:: INFORMATION SHOWN ::
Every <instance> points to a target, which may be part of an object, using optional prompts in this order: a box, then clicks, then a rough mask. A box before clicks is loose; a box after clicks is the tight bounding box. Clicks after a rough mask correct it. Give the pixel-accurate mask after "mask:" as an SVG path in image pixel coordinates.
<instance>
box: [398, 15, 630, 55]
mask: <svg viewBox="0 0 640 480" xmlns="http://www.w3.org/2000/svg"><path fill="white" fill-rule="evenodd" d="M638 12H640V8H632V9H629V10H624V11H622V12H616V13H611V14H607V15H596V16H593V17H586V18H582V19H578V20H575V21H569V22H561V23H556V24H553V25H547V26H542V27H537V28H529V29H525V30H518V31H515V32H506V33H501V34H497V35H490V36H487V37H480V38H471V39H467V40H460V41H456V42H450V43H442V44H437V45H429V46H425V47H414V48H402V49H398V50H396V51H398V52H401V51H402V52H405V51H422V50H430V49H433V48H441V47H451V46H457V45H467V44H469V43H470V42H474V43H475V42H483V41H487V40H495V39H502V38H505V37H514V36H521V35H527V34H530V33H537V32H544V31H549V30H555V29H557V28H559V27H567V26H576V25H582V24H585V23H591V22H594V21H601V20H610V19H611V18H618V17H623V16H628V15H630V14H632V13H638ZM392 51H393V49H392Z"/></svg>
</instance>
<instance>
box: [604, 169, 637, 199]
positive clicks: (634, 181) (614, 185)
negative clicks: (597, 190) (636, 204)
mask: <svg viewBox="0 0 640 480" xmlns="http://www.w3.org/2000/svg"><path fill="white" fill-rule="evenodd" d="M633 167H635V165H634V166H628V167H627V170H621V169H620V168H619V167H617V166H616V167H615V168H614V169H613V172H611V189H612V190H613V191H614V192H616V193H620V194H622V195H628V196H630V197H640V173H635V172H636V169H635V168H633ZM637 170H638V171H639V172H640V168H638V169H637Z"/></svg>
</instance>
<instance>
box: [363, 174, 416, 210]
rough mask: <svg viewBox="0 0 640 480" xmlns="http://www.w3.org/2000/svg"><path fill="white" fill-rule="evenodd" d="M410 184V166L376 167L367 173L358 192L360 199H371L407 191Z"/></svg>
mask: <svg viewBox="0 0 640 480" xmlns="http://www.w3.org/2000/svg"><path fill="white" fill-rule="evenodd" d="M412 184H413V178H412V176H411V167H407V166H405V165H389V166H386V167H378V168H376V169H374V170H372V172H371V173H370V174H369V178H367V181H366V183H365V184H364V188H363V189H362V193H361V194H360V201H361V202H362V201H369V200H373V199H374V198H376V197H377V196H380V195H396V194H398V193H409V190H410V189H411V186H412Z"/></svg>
:::
WHAT IS NEEDED =
Give an exact copy of all the material above.

SOLUTION =
Every <instance> points to a target, which may be part of an object, using optional prompts in this order: a box, then clicks, then a rough mask. A box before clicks is loose; a box after clicks is the tight bounding box. Clicks after a rough mask correct it. Give the pixel-accurate mask after "mask:" as an SVG path in image pixel coordinates.
<instance>
box: [398, 15, 630, 55]
mask: <svg viewBox="0 0 640 480" xmlns="http://www.w3.org/2000/svg"><path fill="white" fill-rule="evenodd" d="M638 12H640V8H632V9H629V10H624V11H622V12H616V13H611V14H607V15H596V16H593V17H586V18H582V19H578V20H575V21H569V22H561V23H556V24H553V25H547V26H542V27H537V28H529V29H525V30H518V31H515V32H506V33H501V34H497V35H490V36H487V37H480V38H471V39H467V40H460V41H456V42H450V43H442V44H437V45H429V46H425V47H414V48H402V49H398V50H396V51H398V52H401V51H402V52H405V51H422V50H430V49H433V48H441V47H451V46H457V45H467V44H469V43H470V42H474V43H475V42H483V41H487V40H495V39H502V38H505V37H514V36H521V35H527V34H530V33H537V32H544V31H549V30H555V29H557V28H559V27H567V26H576V25H582V24H585V23H591V22H594V21H601V20H610V19H611V18H618V17H623V16H628V15H630V14H632V13H638ZM392 51H393V49H392Z"/></svg>
</instance>
<instance>
box: [604, 169, 637, 199]
positive clicks: (634, 181) (614, 185)
negative clicks: (597, 190) (636, 204)
mask: <svg viewBox="0 0 640 480" xmlns="http://www.w3.org/2000/svg"><path fill="white" fill-rule="evenodd" d="M633 167H635V165H634V166H628V167H627V170H621V169H620V168H619V167H617V166H616V167H615V168H614V169H613V172H611V189H612V190H613V191H614V192H616V193H620V194H622V195H628V196H630V197H640V173H635V172H636V169H635V168H633ZM637 170H638V171H639V172H640V168H638V169H637Z"/></svg>
</instance>
<instance>
box: [363, 174, 416, 210]
rough mask: <svg viewBox="0 0 640 480" xmlns="http://www.w3.org/2000/svg"><path fill="white" fill-rule="evenodd" d="M410 184V166L376 167L367 173L358 192L360 199H371L407 191Z"/></svg>
mask: <svg viewBox="0 0 640 480" xmlns="http://www.w3.org/2000/svg"><path fill="white" fill-rule="evenodd" d="M412 184H413V178H412V176H411V167H407V166H405V165H389V166H386V167H378V168H376V169H374V170H372V172H371V173H370V174H369V178H367V181H366V183H365V184H364V188H363V189H362V193H361V194H360V201H361V202H362V201H369V200H373V199H374V198H376V197H377V196H380V195H396V194H398V193H409V190H410V189H411V186H412Z"/></svg>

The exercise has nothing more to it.